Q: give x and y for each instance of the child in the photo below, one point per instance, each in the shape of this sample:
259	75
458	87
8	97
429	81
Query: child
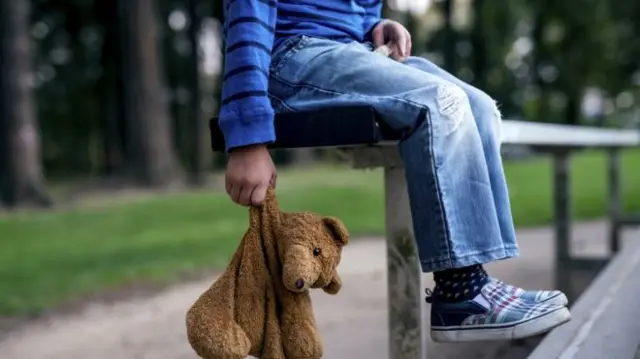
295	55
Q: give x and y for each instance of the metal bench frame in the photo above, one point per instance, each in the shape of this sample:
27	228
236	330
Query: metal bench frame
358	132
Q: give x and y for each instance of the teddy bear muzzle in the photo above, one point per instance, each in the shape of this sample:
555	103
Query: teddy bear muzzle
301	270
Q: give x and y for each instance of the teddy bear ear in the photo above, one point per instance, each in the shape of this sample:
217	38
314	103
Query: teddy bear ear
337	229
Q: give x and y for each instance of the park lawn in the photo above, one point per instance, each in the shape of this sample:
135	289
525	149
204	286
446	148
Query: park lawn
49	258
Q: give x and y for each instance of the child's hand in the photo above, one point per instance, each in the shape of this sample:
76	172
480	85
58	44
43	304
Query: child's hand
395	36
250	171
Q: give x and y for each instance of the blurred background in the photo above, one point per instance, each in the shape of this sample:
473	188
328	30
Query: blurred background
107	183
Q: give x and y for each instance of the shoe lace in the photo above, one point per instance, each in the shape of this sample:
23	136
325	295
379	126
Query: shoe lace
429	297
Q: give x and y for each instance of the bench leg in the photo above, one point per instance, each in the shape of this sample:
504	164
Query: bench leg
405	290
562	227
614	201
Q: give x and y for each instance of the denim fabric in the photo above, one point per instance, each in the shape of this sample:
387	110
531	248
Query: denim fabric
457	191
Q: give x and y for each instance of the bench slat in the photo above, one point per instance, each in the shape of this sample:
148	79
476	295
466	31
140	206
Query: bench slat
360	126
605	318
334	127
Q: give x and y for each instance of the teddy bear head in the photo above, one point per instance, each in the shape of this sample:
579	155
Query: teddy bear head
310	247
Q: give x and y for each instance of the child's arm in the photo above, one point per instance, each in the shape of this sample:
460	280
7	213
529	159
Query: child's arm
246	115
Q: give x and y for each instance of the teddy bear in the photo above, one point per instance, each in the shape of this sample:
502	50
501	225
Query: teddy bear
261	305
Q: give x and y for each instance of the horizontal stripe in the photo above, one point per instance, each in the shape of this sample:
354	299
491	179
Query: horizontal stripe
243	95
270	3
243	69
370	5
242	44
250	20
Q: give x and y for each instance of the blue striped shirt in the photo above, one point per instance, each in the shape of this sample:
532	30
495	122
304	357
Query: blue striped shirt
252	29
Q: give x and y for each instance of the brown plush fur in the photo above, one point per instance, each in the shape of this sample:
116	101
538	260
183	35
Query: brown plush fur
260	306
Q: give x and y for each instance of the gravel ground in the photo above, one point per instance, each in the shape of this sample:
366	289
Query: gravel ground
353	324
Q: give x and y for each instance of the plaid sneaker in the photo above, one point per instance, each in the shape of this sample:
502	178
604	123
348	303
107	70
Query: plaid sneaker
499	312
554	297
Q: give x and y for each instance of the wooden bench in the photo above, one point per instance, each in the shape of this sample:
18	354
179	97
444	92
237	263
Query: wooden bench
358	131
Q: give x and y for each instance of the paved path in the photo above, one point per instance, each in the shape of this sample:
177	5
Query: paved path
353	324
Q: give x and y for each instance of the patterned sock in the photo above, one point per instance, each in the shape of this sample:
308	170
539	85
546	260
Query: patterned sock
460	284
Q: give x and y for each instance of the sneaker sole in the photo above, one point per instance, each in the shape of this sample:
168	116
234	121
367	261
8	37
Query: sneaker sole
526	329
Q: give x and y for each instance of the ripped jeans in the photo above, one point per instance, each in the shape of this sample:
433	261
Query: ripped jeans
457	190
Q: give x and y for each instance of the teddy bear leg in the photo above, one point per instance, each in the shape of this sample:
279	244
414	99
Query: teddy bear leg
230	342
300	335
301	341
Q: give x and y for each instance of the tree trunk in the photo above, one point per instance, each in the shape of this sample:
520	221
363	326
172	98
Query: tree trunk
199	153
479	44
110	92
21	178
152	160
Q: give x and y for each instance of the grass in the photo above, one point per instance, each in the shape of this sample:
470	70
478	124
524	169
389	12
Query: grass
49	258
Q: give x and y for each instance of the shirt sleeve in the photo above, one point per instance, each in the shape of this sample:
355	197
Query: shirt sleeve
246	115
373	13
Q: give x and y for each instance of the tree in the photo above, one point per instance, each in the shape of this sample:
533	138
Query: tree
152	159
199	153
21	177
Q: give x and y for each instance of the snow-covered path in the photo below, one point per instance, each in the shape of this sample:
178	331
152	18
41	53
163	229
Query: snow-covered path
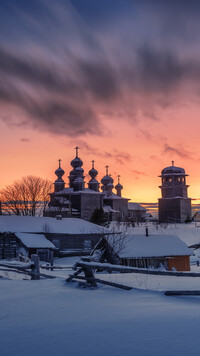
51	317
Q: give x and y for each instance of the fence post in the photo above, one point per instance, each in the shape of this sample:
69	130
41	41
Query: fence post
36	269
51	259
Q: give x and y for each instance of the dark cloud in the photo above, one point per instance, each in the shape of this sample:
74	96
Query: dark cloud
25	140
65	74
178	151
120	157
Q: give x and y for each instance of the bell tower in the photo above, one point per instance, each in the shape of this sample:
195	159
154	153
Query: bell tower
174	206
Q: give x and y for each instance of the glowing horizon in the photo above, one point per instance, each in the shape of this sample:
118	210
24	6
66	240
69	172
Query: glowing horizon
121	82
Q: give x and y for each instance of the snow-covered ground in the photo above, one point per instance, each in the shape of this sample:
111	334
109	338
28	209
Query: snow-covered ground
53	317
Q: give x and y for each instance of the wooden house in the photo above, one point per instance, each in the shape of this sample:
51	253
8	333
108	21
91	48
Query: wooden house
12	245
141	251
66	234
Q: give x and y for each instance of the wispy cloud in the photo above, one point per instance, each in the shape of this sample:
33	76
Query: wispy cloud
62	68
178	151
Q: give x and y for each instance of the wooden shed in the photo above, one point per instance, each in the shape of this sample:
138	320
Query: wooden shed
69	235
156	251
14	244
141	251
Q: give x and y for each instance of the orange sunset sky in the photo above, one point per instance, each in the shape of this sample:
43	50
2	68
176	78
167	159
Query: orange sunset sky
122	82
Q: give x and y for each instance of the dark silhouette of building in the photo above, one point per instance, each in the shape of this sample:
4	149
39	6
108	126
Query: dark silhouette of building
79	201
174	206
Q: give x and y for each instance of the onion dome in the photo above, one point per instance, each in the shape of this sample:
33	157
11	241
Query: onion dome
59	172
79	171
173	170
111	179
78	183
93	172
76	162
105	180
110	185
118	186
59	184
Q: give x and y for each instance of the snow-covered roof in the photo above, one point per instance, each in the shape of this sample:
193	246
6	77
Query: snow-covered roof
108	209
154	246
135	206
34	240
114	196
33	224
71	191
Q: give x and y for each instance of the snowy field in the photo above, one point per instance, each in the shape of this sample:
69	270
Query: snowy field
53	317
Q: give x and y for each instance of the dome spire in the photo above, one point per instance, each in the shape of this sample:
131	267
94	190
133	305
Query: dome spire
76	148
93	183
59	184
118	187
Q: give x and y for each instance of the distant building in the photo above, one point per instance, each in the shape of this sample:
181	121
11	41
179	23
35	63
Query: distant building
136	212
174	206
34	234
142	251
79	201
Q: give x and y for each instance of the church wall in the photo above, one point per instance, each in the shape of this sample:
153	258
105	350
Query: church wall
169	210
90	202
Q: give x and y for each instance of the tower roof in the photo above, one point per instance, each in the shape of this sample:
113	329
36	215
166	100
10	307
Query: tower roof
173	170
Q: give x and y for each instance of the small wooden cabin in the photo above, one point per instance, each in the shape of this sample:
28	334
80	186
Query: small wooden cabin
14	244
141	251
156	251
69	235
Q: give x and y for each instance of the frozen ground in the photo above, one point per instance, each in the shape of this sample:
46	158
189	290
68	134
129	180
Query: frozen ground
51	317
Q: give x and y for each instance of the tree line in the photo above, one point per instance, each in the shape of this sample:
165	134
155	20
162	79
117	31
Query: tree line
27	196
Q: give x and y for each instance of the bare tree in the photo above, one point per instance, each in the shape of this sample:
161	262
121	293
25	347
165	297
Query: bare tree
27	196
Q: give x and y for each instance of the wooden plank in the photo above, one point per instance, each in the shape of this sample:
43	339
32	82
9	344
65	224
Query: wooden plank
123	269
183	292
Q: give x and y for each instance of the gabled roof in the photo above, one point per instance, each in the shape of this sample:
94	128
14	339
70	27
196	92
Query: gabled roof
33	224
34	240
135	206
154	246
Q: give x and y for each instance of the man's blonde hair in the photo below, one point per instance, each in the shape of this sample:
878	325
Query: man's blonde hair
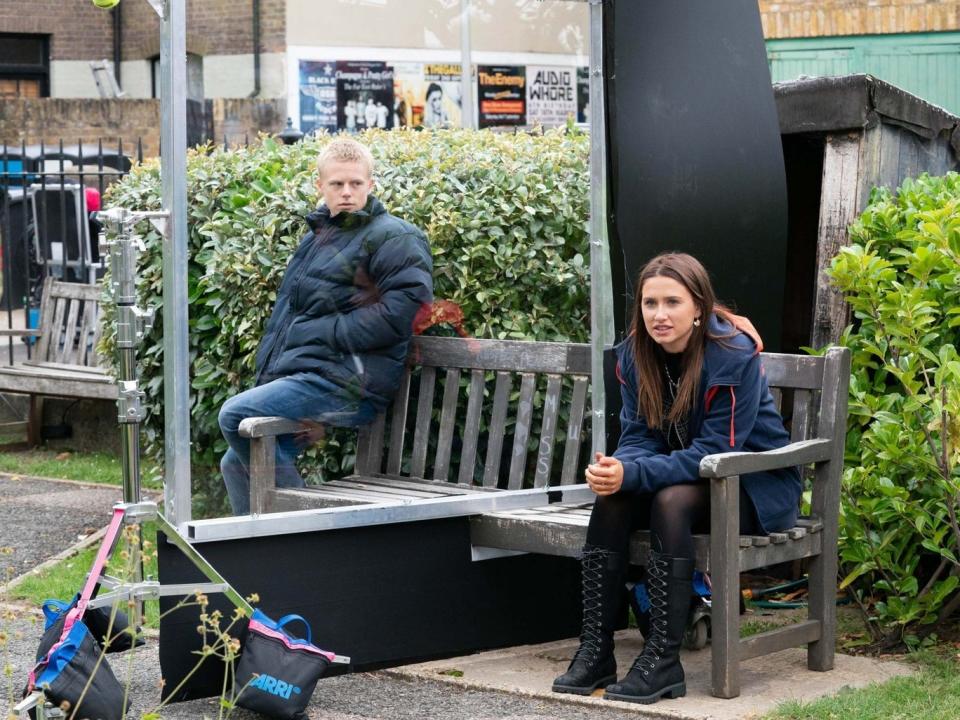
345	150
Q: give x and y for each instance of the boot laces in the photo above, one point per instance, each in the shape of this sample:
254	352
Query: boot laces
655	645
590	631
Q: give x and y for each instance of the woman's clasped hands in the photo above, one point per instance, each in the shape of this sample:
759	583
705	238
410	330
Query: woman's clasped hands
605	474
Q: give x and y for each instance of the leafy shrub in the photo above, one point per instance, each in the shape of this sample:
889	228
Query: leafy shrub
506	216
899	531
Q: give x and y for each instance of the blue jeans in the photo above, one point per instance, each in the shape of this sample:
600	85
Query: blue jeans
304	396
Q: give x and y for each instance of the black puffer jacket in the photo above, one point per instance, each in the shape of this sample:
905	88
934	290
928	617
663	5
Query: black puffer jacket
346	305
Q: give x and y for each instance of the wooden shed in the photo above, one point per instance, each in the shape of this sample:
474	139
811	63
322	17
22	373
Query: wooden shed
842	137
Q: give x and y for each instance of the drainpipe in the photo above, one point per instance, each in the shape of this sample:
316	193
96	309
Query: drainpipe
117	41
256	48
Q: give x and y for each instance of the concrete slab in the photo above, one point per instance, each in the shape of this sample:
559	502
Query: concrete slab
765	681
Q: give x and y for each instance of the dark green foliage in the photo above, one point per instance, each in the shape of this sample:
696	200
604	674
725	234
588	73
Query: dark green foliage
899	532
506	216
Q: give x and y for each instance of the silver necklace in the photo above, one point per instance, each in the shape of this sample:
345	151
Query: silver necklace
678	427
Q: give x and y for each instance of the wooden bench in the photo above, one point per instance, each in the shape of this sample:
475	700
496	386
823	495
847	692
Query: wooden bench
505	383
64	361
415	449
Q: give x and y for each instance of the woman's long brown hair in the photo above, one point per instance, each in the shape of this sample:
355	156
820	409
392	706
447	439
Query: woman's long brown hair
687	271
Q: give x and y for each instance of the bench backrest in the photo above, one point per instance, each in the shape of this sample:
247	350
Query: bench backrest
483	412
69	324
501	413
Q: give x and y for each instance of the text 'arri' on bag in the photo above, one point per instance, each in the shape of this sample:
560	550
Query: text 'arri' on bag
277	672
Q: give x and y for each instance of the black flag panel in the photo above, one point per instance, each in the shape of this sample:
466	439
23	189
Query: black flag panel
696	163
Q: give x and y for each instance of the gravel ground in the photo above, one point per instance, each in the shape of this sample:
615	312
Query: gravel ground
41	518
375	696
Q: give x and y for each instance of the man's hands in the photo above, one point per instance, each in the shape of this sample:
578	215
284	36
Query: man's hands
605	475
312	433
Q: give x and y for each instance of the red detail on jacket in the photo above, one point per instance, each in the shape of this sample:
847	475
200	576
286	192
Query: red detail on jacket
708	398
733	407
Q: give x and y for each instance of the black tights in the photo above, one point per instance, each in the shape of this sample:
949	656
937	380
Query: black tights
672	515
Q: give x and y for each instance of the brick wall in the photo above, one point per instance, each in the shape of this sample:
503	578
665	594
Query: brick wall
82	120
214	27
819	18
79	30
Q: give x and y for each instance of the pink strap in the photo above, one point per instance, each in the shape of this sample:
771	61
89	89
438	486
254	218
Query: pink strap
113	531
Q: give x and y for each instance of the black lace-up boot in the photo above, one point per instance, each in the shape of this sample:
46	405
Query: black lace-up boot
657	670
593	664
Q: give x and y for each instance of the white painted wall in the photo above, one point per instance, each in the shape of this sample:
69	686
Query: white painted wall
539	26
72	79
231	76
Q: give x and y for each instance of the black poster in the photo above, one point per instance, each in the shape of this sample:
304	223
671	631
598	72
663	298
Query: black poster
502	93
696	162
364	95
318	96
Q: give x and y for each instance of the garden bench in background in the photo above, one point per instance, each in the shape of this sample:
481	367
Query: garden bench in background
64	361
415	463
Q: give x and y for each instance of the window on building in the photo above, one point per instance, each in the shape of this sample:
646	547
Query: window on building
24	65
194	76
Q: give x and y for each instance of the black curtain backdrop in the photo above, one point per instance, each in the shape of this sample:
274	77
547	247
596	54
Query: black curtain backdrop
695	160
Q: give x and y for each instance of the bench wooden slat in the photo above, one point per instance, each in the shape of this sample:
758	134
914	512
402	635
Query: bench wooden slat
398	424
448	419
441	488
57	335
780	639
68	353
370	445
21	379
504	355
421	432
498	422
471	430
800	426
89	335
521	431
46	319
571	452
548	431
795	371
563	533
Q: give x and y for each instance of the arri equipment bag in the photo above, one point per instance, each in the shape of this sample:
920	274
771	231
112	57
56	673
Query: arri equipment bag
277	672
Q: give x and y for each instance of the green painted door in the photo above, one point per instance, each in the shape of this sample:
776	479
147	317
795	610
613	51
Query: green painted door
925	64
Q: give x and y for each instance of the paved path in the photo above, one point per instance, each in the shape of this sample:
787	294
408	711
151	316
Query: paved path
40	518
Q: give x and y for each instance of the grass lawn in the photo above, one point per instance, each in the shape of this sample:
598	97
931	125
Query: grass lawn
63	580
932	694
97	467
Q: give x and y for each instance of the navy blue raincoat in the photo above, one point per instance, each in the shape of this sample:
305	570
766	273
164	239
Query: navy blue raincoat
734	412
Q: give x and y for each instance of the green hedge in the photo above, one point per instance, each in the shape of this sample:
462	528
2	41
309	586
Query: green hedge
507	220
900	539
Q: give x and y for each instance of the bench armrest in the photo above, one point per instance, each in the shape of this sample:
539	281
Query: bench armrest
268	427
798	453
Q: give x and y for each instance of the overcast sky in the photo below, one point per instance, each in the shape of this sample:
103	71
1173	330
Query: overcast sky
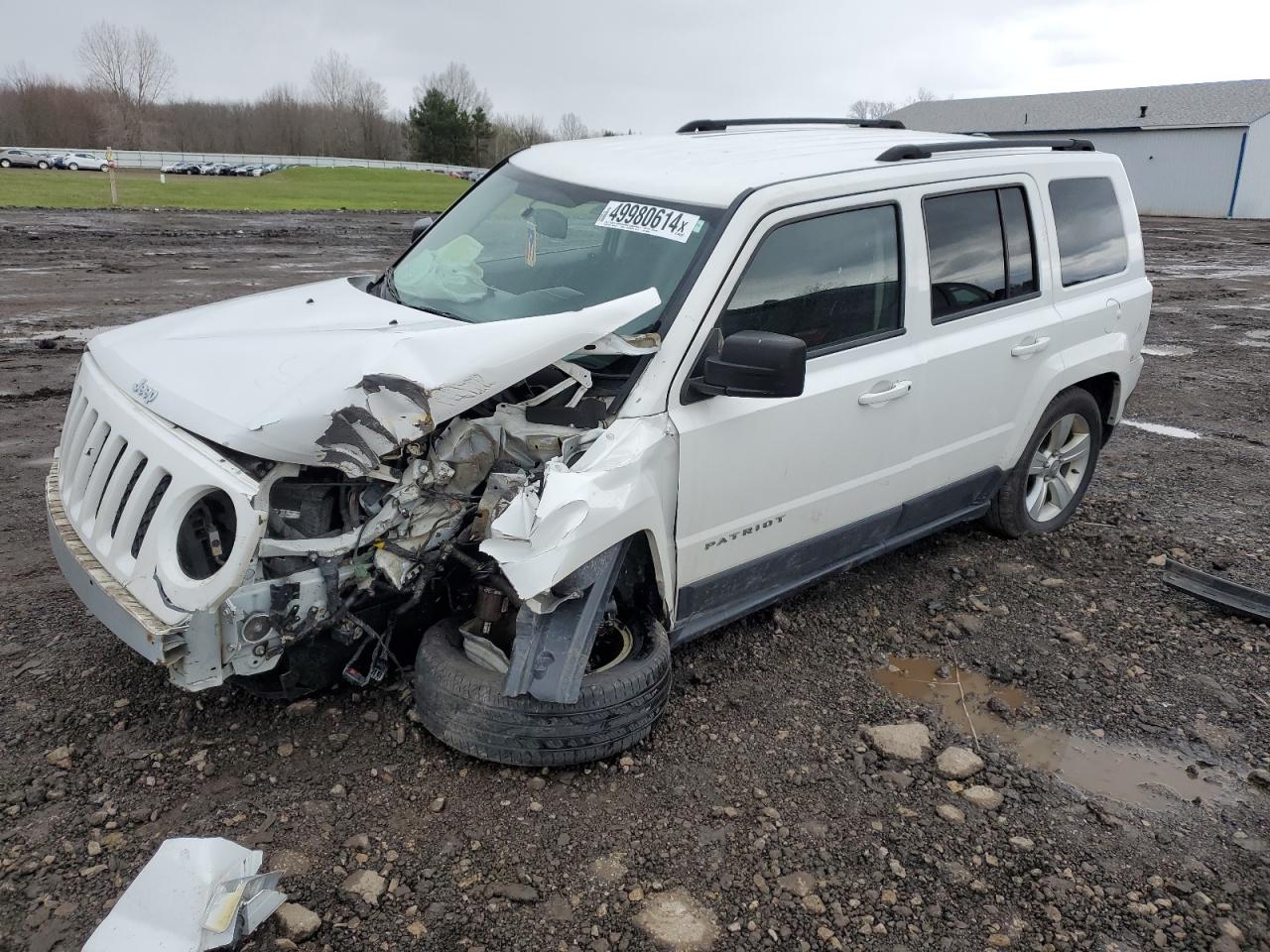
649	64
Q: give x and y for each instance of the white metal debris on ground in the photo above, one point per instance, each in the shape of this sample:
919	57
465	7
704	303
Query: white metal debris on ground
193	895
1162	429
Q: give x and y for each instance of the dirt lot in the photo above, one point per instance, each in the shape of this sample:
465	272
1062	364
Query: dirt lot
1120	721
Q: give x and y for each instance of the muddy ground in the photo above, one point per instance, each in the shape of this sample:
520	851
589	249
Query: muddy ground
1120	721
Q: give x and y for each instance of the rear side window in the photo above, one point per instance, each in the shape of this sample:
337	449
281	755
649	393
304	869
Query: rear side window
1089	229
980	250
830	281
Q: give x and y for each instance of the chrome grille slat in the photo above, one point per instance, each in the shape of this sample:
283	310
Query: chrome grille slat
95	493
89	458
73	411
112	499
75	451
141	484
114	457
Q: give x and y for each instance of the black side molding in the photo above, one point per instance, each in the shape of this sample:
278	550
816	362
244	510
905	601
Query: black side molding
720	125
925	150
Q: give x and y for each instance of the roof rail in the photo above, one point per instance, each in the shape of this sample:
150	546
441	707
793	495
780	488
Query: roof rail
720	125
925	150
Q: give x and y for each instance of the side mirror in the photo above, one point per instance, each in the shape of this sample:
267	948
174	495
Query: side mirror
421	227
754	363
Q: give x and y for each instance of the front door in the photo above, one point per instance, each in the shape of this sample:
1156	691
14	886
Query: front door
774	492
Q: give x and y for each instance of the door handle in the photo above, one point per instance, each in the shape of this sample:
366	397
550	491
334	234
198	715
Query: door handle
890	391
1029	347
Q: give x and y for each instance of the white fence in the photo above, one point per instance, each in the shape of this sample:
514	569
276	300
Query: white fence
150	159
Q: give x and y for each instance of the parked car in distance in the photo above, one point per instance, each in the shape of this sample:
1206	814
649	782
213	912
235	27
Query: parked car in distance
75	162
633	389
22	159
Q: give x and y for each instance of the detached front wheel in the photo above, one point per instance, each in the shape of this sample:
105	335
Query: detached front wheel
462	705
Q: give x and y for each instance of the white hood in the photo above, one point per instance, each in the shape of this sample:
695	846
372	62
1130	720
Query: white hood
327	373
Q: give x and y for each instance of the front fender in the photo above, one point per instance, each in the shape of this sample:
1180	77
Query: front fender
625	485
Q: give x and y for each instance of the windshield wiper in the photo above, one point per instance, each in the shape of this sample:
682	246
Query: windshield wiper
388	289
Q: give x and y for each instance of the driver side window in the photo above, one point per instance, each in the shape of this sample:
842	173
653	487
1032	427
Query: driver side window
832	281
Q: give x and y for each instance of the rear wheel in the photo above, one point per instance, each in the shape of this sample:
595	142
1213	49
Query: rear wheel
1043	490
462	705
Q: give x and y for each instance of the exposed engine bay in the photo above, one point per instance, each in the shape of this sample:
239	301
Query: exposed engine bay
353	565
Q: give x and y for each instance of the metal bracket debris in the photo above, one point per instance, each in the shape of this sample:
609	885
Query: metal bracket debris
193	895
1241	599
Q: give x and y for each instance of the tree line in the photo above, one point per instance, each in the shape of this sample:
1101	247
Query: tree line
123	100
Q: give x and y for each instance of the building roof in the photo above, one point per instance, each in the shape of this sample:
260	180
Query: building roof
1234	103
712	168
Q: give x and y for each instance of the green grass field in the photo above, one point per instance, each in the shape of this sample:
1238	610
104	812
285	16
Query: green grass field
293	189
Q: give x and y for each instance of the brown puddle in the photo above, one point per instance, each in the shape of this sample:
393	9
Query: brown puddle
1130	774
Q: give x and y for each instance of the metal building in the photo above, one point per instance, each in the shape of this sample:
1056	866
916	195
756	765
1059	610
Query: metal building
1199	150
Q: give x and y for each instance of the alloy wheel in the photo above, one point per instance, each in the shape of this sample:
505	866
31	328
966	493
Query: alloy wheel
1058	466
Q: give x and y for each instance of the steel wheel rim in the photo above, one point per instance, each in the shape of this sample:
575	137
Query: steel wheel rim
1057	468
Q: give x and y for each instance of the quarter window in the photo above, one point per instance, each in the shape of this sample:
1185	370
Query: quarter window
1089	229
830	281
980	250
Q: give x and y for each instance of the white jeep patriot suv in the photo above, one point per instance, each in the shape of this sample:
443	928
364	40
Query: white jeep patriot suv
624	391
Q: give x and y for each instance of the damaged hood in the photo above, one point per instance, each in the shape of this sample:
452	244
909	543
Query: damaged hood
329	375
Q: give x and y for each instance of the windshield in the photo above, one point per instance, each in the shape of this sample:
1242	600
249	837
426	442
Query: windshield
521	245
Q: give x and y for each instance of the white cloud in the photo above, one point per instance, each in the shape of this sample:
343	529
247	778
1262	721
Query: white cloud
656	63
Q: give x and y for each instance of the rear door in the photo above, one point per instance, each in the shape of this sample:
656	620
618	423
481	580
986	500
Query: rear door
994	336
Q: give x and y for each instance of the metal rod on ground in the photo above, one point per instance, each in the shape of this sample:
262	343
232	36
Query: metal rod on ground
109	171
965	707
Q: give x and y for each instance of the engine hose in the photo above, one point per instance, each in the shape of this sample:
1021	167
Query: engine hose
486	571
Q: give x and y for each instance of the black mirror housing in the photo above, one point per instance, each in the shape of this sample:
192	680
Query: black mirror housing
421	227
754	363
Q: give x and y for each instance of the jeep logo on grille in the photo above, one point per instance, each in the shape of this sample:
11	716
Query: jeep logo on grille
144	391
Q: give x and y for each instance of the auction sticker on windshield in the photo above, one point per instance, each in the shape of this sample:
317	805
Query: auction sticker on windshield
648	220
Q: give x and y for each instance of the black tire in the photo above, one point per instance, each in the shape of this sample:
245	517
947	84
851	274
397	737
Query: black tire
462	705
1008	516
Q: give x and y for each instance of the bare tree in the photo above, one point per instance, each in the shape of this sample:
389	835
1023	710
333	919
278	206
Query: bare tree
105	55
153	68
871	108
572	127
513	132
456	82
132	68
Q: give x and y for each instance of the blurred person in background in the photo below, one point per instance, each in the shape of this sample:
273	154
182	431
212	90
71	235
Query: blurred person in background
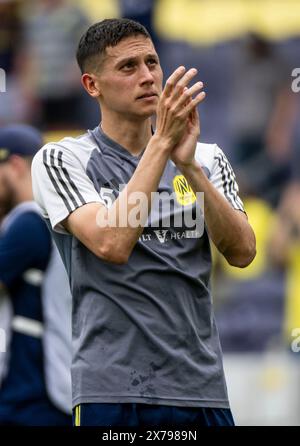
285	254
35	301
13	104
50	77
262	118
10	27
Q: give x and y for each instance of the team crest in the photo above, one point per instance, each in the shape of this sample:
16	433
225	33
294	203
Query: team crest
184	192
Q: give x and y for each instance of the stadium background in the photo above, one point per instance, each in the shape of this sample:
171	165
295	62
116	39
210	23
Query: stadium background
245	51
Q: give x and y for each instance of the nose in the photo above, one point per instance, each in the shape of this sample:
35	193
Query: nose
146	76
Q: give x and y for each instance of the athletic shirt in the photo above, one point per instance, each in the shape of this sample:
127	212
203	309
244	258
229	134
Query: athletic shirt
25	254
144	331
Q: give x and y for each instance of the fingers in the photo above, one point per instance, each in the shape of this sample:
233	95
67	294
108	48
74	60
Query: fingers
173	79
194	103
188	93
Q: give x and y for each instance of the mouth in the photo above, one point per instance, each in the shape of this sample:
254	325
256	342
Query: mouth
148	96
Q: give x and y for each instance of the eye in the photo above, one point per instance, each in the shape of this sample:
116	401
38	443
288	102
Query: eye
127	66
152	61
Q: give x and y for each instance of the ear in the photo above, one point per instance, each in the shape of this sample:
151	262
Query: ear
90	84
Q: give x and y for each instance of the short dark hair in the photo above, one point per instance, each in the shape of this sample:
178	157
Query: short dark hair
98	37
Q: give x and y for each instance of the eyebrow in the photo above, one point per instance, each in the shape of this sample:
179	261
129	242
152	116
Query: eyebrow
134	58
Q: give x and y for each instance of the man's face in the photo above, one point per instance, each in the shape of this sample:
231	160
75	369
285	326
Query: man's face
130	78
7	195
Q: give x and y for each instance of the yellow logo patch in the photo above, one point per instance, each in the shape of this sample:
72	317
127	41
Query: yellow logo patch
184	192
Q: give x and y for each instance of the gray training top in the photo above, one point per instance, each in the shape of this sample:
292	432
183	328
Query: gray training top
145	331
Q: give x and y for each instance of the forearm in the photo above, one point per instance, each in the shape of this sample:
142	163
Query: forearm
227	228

Aim
Give back exactly the lines beginning at the one with "Q: give x and y for each instance of the mouth" and ending at the final line of the material; both boundary lines belong in it.

Exercise answer
Q: give x and y for each instance of the mouth in the photo above, one point per instance, each in the shape of this sample:
254	325
256	342
Query: mouth
148	96
Q: give x and y for each instance of the eye in the photo above, one point per instance, each in the shape of this sample:
116	401
38	443
288	102
Query: eye
127	66
152	61
Q: give x and y for each instance of the ear in the photo above, one point per instance, each in the shape of this sample:
151	262
Query: ear
90	84
Q: give x and y for each instance of the short dark hair in the photo above, one point per instance, each in the shape of this sample:
178	157
Query: short dark hair
98	37
Q: give x and y for each instance of the eyebrow in the photo above, one point per instance, each in the shape of this sample:
179	261
129	242
152	116
Query: eyebrow
134	58
Q: give x and y for each instance of the man's face in the photo above, one point per instance, each in the shape of this sample:
231	160
75	369
285	326
Query: man's face
130	78
7	195
Q: give x and y for each instance of the yellow logo patch in the photo above, one point per instance, each in the shape of this sample:
72	317
127	41
Query: yellow logo patch
184	192
Q: give x and y for each instance of the gray training top in the photo above, one point per instance, each in the shape of this sample:
292	432
183	328
Query: gray training top
145	331
Q: give x and y for each instance of the forearm in the photo above, one point per instance, each in the shape of this sample:
142	163
Query: forearm
227	228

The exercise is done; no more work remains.